Objective: Copy everything from the line containing "logo on lab" down to the line containing "[89,490,161,543]", swapping "baseboard" for "skirting board" and leaving the rest untouched.

-- start Supplied data --

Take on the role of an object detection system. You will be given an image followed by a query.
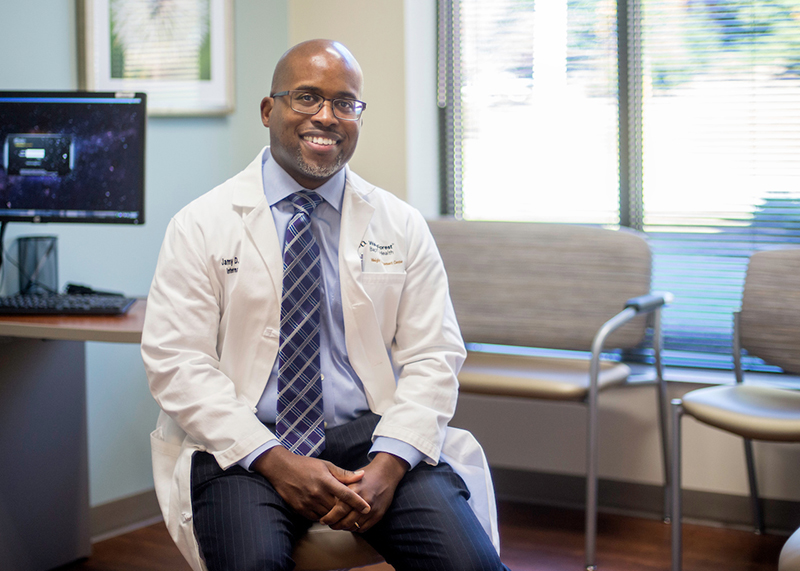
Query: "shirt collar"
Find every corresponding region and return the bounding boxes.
[262,149,346,213]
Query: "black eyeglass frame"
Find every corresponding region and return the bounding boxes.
[270,89,367,121]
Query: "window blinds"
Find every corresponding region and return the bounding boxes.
[439,0,800,368]
[635,0,800,367]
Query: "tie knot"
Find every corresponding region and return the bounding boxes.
[289,190,322,216]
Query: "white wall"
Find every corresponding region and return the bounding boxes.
[289,0,439,216]
[0,0,288,506]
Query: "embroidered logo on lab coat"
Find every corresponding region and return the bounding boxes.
[358,240,403,271]
[221,256,239,274]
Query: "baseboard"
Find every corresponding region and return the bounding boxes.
[492,467,800,535]
[89,490,161,543]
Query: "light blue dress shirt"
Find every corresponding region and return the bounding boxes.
[239,149,423,469]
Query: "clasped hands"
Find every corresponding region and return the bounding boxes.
[252,446,409,533]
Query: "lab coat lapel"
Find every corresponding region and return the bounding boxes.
[233,147,283,299]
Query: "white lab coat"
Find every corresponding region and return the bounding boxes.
[142,149,499,571]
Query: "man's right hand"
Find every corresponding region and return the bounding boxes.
[250,446,370,521]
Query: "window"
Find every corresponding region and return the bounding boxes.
[439,0,800,368]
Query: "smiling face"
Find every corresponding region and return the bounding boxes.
[261,40,362,189]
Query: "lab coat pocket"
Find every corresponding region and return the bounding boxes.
[361,272,406,347]
[150,432,181,519]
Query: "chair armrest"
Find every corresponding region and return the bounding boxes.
[625,292,673,313]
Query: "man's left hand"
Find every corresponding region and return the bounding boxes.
[319,452,409,532]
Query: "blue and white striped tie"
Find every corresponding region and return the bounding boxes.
[276,191,325,456]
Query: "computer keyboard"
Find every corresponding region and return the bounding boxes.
[0,293,136,315]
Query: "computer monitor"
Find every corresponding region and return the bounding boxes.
[0,91,146,224]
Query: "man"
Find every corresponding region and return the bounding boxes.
[142,40,504,571]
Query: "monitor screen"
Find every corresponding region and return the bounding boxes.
[0,91,146,224]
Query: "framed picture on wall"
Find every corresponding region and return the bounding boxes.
[77,0,234,116]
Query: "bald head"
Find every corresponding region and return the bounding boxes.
[272,40,364,96]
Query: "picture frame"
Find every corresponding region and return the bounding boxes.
[76,0,234,116]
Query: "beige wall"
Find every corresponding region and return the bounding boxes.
[289,0,407,198]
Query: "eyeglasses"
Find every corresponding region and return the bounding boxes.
[271,90,367,121]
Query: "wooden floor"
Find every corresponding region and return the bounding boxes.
[59,502,787,571]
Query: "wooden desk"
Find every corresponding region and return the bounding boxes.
[0,299,147,343]
[0,300,146,571]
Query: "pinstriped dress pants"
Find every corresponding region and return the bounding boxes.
[192,413,507,571]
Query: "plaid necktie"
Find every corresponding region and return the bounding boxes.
[276,191,325,456]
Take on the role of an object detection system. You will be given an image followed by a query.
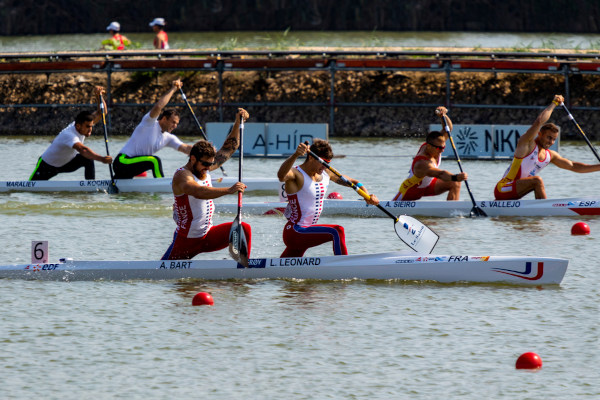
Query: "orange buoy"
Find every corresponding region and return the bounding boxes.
[192,292,215,306]
[515,352,542,369]
[571,222,590,235]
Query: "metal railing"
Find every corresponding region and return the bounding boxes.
[0,50,600,133]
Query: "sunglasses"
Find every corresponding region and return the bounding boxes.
[427,142,446,150]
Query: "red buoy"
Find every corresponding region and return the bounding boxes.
[516,352,542,369]
[192,292,215,306]
[571,222,590,235]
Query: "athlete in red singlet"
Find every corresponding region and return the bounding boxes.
[394,107,467,201]
[494,95,600,200]
[162,108,252,260]
[277,139,379,257]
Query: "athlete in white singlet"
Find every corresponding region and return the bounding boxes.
[29,86,112,181]
[162,108,252,260]
[113,80,192,179]
[393,107,467,201]
[277,139,379,257]
[494,95,600,200]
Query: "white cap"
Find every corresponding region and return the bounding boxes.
[148,18,167,26]
[106,21,121,32]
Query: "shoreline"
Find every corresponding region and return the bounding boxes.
[0,67,600,140]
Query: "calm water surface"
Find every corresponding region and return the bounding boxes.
[0,137,600,399]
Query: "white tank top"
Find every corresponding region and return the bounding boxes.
[42,122,85,168]
[173,168,215,238]
[119,113,183,157]
[284,166,329,226]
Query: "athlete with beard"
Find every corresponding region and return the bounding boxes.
[162,108,252,260]
[494,95,600,200]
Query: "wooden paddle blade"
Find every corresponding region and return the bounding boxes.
[229,218,248,268]
[108,182,119,194]
[470,206,487,218]
[394,215,440,254]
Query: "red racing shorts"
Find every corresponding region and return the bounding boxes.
[280,222,348,258]
[393,178,437,201]
[161,222,252,260]
[494,181,523,200]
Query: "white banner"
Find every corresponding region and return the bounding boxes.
[206,122,329,157]
[429,124,560,159]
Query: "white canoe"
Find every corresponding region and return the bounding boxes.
[216,196,600,218]
[0,177,281,193]
[0,252,568,285]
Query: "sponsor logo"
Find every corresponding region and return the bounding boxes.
[79,180,110,187]
[269,257,321,267]
[415,256,448,262]
[158,261,193,269]
[246,258,267,268]
[456,126,479,155]
[481,200,521,208]
[578,200,596,207]
[492,261,544,281]
[385,201,417,208]
[6,181,37,187]
[448,256,469,262]
[25,264,60,272]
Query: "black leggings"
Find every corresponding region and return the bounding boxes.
[29,154,96,181]
[113,153,165,179]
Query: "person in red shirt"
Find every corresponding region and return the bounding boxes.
[149,18,169,50]
[102,21,131,50]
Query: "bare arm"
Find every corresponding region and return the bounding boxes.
[547,150,600,174]
[92,86,107,125]
[173,170,246,200]
[150,79,183,119]
[210,108,250,171]
[435,107,453,140]
[73,142,112,164]
[515,94,565,158]
[325,169,379,205]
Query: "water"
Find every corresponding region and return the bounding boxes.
[0,137,600,399]
[0,31,600,52]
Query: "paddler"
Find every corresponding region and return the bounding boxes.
[277,139,379,257]
[394,107,467,201]
[113,80,196,179]
[162,108,251,260]
[102,21,131,50]
[149,18,169,50]
[29,86,112,181]
[494,95,600,200]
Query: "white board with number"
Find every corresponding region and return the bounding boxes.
[31,240,49,264]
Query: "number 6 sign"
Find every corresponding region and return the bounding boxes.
[31,240,48,264]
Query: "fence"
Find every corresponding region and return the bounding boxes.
[0,50,600,134]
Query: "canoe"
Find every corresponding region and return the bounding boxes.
[0,252,568,285]
[0,177,281,193]
[216,196,600,218]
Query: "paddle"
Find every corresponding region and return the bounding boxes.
[560,103,600,161]
[440,114,487,218]
[179,88,227,176]
[100,95,119,194]
[305,142,440,254]
[229,116,248,268]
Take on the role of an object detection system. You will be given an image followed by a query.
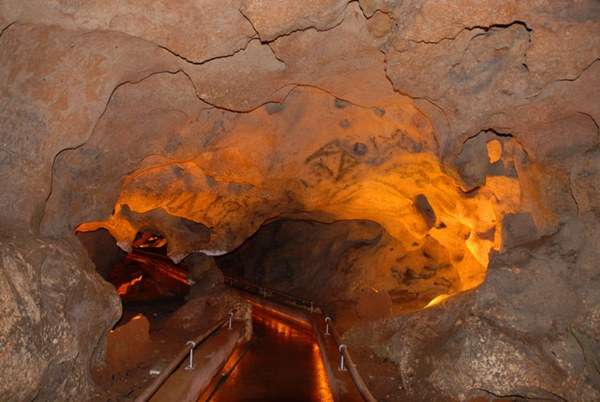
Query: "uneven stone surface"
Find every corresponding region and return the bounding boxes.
[0,236,121,401]
[0,0,600,401]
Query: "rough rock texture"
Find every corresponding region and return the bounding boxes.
[0,236,121,401]
[346,214,600,401]
[0,0,600,400]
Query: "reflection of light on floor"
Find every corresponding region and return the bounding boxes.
[254,314,308,338]
[312,342,333,402]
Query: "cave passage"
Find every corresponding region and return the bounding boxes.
[202,306,333,402]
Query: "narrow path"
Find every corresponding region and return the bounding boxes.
[209,308,333,402]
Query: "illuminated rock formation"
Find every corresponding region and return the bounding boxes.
[0,0,600,401]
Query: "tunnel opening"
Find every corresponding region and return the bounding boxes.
[216,219,482,320]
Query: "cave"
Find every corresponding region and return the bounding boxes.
[0,0,600,402]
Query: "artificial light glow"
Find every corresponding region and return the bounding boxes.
[312,342,333,402]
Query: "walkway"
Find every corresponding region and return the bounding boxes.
[202,307,333,402]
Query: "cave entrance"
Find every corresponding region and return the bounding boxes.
[77,229,192,326]
[216,219,464,319]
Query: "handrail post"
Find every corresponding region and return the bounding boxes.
[338,343,346,371]
[227,311,233,329]
[185,341,196,370]
[325,317,331,335]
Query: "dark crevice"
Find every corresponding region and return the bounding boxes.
[474,388,567,402]
[525,57,600,100]
[407,20,533,45]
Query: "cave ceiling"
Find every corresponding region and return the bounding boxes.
[0,0,600,294]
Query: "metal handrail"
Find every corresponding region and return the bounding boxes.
[225,276,377,402]
[135,318,229,402]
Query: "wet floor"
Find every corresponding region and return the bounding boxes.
[204,311,333,402]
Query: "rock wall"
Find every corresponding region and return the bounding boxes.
[0,235,121,401]
[0,0,600,400]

-- end Supplied data --

Answer to the task:
Query: "embroidered logo on lab coat"
Find every corresponding region and return the bounding boxes.
[358,240,403,271]
[221,256,239,274]
Query: "skirting board"
Find every corresponding region and return the bounding boxes.
[492,467,800,535]
[89,490,161,543]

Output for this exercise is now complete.